╔══

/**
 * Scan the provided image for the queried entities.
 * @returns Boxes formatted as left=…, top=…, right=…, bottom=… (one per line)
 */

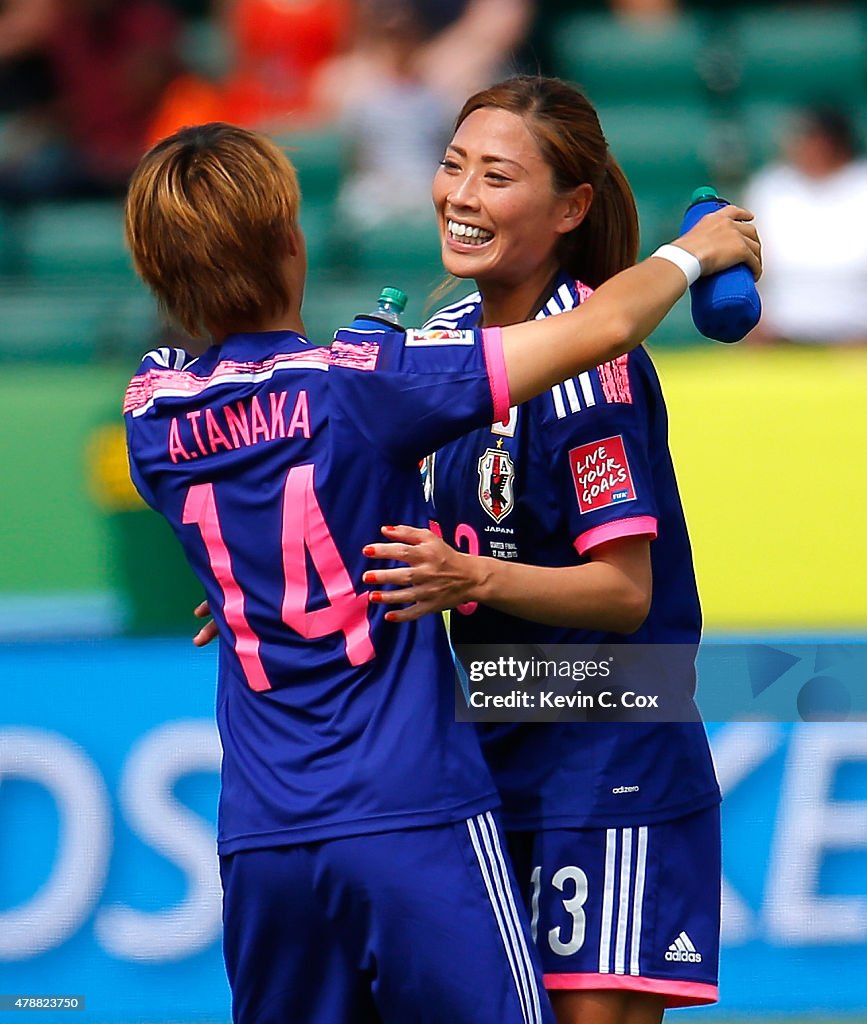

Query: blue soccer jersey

╚══

Set down every line of the material above exactly as it appears, leaving out the picture.

### The result
/**
 * Scan the provided image for the queried entities.
 * @returns Boxes formatted as left=…, top=…, right=…, bottom=… (one per line)
 */


Query: blue soccer jersey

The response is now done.